• Your instructions
Copy out every row below word for word, and leave the pictures out.

• Given records
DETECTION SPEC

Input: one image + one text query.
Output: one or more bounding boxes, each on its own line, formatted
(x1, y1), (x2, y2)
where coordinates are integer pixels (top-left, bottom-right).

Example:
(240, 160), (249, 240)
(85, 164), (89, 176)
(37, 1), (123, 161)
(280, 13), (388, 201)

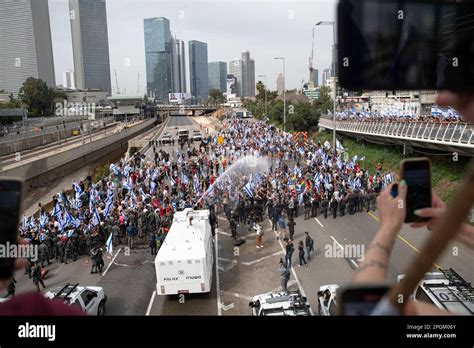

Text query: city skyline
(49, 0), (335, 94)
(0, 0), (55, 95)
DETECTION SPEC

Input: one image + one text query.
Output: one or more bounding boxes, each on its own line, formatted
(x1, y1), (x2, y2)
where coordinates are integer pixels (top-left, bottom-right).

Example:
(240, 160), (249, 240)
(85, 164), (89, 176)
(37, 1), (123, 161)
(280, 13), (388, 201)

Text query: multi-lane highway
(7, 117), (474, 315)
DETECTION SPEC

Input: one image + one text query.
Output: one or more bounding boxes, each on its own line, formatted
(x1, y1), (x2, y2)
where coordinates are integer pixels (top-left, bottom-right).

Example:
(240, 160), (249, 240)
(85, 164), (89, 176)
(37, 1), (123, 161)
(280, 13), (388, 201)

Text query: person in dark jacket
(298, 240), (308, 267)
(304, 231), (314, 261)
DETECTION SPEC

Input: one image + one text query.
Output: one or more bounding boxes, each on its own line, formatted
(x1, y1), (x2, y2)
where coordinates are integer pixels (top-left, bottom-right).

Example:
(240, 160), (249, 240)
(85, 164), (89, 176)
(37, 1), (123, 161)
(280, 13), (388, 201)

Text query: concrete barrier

• Problem solution
DETECTION SPEC

Input: one image + one text query.
Output: one or more bounding boxes, each on its own line, formatted
(x1, y1), (x2, y2)
where coordinates are integer pixels (top-left, bottom-right).

Example:
(240, 160), (249, 240)
(85, 164), (89, 176)
(37, 1), (123, 161)
(280, 13), (388, 201)


Text query: city skyline
(49, 0), (335, 94)
(0, 0), (55, 95)
DETECTION SPEC

Input: one image + one text query.
Output: one or more bounding boxes, each on its own line, formatted
(x1, y1), (x2, y2)
where coordinates are integer pixels (top-left, bottom-right).

Example:
(240, 160), (249, 240)
(85, 164), (89, 176)
(37, 1), (123, 161)
(280, 13), (388, 201)

Text query: multi-lane highway
(7, 117), (474, 315)
DETECTION SPEC

Input: one image + one text query.
Output: one or more bounding boxes, each on its own line, formatted
(x1, y1), (x2, y2)
where coordinates are integer pixels (top-left, bottom-right).

Example:
(240, 160), (249, 240)
(85, 164), (89, 176)
(37, 1), (123, 161)
(280, 13), (388, 201)

Text query: person in dark jacket
(298, 240), (308, 267)
(304, 231), (314, 261)
DETECTION SPEC

Input: one image + one text query.
Output: one or more bounding boxes, each on its own line, formatted
(x1, y1), (x2, y2)
where coordinates are integer pixels (top-left, bottom-right).

Example:
(240, 160), (249, 240)
(85, 164), (89, 176)
(37, 1), (123, 161)
(280, 13), (388, 201)

Text query: concrete barrier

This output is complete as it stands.